- **PROBLEMA A**
Enumera todas las personas que aparecen con su nombre propio en el fragmento sobre la beata Columba.
- **PROBLEMA B**
Reescribe como lista breve el párrafo del fragmento sobre la beata Columba que empieza con "Cuando el papa Alejandro VI fue a Perugia", conservando sus datos principales.

===== FRAGMENTO DE PÁGINA

Cuando el papa Alejandro VI fue a Perugia, pidió expresamente una entrevista con Columba. Tan bien impresionado quedó que más tarde envió a su tesorero a consultar a la beata sobre ciertos planes secretos. La respuesta de Columba fue muy dura, aunque nunca se supo en qué consistió concretamente. Pero Lucrecia Borgia, la hija de Alejandro VI, no compartía el entusiasmo de su padre y se convirtió en enemiga de la beata cuando ésta se negó a recibirla. Probablemente fue Lucrecia Borgia quien desató la persecución contra Columba, al acusarla de practicar la magia y al publicar en Roma un decreto que la privaba de confesor. Columba no pronunció una sola palabra de queja y esperó, pacientemente, a que los ataques perdiesen su fuerza por sí mismos. Hacia el fin de su vida, las enfermedades la hicieron sufrir mucho, pero siguió interesándose por la ciudad tanto como antes. En su lecho de muerte exhortó a las autoridades que habían ido a vistarla, a conservar la caridad cristiana y a hacer justicia a los pobres. Murió a los treinta y cuatro años, en la madrugada de la fiesta de la Ascensión de 1501. Los magistrados organizaron sus funerales, por cuenta de la ciudad, y todo el pueblo asistió a ellos.

==========
===== REGISTROS DADOS

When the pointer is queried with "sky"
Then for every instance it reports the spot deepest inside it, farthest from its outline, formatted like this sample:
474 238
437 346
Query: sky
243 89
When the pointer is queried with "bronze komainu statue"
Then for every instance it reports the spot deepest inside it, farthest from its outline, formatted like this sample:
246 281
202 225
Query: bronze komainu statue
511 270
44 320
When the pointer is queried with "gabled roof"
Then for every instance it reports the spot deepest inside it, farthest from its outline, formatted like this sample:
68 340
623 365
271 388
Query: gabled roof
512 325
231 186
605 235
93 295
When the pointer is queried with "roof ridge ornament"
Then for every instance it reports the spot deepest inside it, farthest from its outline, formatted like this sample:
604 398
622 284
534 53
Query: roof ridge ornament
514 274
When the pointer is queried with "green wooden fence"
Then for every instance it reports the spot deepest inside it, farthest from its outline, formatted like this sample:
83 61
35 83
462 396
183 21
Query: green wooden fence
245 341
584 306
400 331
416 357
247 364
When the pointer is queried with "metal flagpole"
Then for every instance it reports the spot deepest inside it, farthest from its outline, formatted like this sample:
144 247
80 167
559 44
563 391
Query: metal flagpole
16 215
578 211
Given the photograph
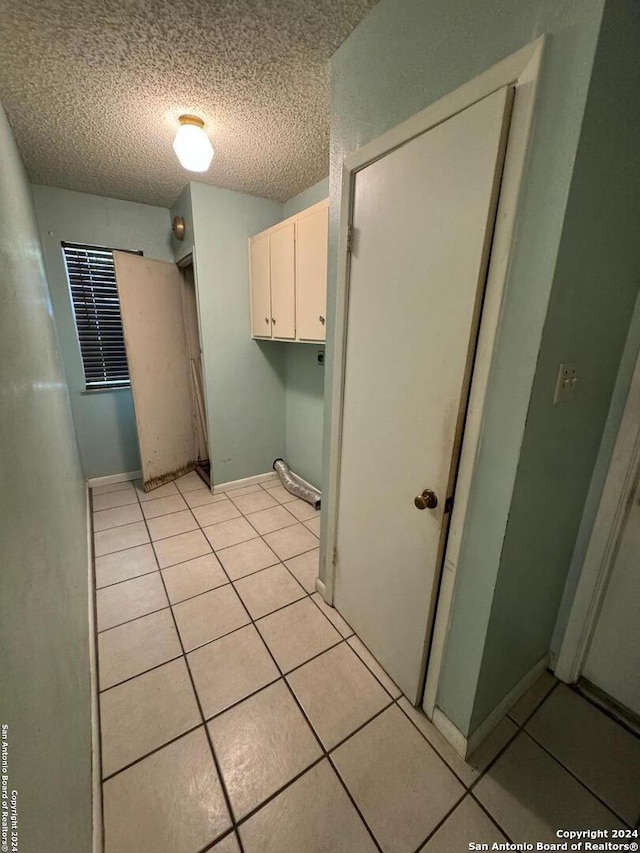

==========

- **SOLUCIÓN A**
- Alejandro VI
- Columba
- Lucrecia Borgia

- **SOLUCIÓN B**
- En Perugia, el papa Alejandro VI pidió una entrevista con Columba y quedó tan bien impresionado que luego envió a su tesorero a consultarla sobre ciertos planes secretos.
- La respuesta de Columba fue muy dura, aunque nunca se supo su contenido.
- Lucrecia Borgia, hija del papa, se volvió su enemiga cuando Columba se negó a recibirla.
- Probablemente Lucrecia desató la persecución contra ella: la acusó de practicar la magia y publicó en Roma un decreto que la privaba de confesor.
- Columba no se quejó y esperó con paciencia a que los ataques perdieran fuerza.
- Al final de su vida sufrió mucho por las enfermedades, pero siguió interesándose por la ciudad.
- En su lecho de muerte exhortó a las autoridades a conservar la caridad cristiana y a hacer justicia a los pobres.
- Murió a los treinta y cuatro años, en la madrugada de la fiesta de la Ascensión de 1501.
- Los magistrados organizaron sus funerales por cuenta de la ciudad, y todo el pueblo asistió.